Problem ▸ Where the line containing "Where can the woman's hand" appears in the records below, begin there and output each line verbatim through the last line.

Point localization data ▸
Segment Open

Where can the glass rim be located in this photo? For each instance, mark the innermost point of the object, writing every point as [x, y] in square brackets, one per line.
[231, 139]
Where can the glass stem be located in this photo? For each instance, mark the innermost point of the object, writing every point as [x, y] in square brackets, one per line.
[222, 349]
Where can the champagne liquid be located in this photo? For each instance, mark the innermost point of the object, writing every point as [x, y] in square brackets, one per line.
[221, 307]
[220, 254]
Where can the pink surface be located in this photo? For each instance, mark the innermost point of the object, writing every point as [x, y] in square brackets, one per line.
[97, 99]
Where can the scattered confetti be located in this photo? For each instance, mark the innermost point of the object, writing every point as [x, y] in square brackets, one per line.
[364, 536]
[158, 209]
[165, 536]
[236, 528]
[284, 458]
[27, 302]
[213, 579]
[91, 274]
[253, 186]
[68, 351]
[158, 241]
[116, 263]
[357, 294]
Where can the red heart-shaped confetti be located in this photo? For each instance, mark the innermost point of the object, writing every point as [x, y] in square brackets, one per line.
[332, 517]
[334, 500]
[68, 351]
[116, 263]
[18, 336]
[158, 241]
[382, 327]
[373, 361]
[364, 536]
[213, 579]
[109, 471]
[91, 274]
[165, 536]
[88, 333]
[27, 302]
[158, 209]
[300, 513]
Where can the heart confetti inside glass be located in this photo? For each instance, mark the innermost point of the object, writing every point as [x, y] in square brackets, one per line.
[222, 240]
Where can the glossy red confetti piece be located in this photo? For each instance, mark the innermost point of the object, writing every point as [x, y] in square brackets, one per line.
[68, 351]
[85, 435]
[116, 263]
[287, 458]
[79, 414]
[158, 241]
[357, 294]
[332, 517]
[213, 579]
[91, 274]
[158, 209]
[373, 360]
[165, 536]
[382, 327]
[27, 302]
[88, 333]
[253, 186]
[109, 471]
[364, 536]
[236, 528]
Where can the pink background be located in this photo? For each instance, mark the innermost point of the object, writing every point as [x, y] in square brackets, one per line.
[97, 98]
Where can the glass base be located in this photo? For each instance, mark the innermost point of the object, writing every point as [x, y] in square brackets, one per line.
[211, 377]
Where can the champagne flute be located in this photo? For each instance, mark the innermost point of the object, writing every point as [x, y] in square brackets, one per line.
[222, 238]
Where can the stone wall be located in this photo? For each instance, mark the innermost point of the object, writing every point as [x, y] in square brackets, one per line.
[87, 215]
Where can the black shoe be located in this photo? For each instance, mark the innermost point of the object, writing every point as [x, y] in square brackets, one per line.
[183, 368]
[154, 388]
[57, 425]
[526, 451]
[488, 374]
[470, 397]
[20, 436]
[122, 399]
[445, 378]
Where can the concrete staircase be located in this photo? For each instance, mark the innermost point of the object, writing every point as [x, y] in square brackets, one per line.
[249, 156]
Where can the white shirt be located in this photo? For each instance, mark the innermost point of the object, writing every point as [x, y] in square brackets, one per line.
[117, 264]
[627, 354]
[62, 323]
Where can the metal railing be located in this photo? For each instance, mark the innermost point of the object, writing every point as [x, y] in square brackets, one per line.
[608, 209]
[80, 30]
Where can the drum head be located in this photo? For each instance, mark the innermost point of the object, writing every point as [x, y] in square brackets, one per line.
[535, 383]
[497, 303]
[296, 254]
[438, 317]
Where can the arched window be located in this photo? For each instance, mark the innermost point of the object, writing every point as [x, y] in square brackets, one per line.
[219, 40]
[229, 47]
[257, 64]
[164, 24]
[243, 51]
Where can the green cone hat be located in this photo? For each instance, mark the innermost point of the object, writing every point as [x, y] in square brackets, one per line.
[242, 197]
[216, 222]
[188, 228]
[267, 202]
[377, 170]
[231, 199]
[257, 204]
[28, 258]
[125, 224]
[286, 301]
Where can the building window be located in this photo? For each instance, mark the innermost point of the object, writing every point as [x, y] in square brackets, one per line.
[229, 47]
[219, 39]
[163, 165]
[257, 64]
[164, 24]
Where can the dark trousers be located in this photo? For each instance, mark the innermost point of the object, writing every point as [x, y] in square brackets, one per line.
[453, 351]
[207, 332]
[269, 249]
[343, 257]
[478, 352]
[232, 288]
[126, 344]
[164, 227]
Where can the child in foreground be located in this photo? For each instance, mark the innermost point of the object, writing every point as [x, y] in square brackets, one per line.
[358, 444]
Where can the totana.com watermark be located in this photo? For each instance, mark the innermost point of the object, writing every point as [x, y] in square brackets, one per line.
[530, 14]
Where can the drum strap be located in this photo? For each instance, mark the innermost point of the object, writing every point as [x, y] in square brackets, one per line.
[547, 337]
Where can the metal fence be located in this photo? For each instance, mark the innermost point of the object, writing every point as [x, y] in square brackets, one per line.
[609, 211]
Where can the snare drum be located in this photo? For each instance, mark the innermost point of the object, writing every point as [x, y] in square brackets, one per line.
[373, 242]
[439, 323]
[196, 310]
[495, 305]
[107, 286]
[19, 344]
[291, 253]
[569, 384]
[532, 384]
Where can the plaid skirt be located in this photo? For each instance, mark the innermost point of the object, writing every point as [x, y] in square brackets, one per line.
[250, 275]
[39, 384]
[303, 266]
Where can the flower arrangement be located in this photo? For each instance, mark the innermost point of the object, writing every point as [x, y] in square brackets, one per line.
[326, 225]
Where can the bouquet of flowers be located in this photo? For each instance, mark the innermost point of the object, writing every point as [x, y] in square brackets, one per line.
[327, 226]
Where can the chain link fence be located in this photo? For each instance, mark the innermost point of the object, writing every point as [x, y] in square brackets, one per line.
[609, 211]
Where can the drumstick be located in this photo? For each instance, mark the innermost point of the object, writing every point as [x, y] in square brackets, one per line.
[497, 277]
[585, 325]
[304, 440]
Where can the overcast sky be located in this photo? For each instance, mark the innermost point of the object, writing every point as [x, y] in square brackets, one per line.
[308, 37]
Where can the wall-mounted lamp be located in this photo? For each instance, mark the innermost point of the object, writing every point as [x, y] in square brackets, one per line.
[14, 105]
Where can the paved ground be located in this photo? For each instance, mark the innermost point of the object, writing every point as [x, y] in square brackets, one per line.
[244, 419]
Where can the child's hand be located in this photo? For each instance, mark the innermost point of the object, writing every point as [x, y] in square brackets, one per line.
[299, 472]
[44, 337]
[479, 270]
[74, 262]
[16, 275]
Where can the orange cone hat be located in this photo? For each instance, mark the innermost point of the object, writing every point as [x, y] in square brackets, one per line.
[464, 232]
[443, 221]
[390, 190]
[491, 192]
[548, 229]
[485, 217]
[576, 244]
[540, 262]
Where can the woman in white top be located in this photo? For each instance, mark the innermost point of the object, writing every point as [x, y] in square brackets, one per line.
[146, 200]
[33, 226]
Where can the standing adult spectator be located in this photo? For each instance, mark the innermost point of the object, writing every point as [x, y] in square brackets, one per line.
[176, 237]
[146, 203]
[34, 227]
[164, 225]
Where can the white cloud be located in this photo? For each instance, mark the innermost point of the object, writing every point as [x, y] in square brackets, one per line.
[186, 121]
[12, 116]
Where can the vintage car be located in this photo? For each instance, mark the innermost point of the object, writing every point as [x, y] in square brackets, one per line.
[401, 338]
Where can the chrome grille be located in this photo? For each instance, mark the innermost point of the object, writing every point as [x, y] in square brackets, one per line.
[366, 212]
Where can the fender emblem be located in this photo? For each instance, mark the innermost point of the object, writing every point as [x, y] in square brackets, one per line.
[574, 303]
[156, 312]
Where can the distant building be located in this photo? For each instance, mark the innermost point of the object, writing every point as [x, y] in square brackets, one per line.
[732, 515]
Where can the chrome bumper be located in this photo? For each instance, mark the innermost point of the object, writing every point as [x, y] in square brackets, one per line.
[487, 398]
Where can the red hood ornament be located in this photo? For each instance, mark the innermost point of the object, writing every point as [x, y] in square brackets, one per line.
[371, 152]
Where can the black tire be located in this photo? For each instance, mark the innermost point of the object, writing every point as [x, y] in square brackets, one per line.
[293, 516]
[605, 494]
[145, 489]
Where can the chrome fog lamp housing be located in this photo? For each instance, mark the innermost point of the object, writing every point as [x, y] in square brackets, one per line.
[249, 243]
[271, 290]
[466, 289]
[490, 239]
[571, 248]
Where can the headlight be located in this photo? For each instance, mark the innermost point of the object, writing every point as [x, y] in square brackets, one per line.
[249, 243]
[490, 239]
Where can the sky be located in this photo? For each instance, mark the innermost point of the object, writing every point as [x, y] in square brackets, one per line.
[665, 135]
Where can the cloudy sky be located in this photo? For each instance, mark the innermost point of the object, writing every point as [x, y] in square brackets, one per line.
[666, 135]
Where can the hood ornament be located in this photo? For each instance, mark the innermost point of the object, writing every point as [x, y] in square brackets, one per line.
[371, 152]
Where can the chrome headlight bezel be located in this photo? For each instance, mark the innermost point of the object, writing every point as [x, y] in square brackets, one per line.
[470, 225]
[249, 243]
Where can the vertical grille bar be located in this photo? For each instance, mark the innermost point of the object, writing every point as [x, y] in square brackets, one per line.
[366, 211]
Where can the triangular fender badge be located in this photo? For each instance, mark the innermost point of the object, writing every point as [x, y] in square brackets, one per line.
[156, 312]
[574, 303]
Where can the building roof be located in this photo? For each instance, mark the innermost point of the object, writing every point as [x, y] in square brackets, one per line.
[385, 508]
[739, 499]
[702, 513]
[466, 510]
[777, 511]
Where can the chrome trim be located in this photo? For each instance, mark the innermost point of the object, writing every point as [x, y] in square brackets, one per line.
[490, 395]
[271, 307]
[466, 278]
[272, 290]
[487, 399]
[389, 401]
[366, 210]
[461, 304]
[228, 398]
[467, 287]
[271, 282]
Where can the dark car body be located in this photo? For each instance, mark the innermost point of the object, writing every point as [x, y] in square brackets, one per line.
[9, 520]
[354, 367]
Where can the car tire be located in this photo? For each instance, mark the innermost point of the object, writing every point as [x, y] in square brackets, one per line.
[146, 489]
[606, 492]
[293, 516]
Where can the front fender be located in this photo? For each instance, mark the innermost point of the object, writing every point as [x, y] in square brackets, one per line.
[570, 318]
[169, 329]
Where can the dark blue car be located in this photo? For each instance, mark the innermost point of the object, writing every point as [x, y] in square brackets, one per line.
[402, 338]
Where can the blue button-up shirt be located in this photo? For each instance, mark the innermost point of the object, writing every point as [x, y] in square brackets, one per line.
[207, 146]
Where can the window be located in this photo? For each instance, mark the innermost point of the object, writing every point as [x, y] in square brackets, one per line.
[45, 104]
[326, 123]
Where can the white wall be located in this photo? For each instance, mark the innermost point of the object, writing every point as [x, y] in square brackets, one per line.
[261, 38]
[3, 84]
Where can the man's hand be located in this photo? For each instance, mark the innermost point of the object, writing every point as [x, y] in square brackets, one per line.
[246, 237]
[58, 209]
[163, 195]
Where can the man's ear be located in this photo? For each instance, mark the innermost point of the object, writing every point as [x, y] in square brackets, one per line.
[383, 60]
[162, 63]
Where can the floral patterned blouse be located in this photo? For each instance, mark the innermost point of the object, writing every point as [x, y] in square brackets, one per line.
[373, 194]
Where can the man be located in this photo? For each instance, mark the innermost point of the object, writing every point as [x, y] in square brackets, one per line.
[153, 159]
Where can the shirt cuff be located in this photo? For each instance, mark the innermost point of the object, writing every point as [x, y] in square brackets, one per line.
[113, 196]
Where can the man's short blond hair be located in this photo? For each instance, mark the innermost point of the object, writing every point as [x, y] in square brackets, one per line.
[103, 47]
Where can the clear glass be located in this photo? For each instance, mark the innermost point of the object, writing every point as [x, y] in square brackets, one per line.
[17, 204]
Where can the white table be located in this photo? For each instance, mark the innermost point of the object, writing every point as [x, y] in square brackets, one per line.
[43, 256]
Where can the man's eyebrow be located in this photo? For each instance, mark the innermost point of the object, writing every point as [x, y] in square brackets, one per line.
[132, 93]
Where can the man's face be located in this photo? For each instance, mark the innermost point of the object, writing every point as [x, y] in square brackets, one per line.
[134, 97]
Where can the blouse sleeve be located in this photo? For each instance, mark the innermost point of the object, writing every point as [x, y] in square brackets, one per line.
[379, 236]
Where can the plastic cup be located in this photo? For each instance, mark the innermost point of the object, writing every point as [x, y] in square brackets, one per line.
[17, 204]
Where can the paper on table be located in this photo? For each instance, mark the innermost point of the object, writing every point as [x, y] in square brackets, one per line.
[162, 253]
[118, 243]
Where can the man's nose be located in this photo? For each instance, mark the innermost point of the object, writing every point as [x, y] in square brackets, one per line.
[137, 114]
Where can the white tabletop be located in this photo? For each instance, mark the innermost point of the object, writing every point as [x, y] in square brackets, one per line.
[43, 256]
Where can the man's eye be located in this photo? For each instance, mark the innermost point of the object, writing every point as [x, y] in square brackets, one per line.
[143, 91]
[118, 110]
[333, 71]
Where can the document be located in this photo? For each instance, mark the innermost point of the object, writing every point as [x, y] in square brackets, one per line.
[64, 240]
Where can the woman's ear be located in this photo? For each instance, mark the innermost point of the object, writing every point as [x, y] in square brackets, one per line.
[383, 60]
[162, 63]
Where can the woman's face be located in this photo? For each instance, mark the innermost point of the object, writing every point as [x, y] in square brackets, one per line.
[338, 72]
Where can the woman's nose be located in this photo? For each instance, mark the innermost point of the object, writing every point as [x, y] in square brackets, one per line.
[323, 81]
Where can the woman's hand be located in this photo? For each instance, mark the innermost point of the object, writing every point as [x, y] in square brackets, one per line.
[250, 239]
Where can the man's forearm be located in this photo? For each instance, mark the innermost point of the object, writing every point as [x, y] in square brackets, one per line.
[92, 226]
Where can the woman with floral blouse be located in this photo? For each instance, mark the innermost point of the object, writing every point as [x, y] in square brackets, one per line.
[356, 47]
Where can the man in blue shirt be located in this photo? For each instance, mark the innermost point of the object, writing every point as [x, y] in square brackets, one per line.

Segment Closed

Response to this task ▸
Where can the woman's hand be located in this photo? For each instance, mark the innermost point of the object, writing every point as [x, y] in square brackets, one per line.
[250, 239]
Where can the man's forearm be located in this photo? For each instance, mark the innermost point of the object, writing every point as [x, y] in square brackets, one per line.
[92, 226]
Where can the woman with floral blouse be located in this photo? For each instance, mark the innermost point of the object, writing every point as [x, y] in square brackets, one per line.
[356, 47]
Where can the man in blue shirt be located in this photo? For each instance, mark the innermost point of the object, writing every point as [x, y] in square brackets, one per line.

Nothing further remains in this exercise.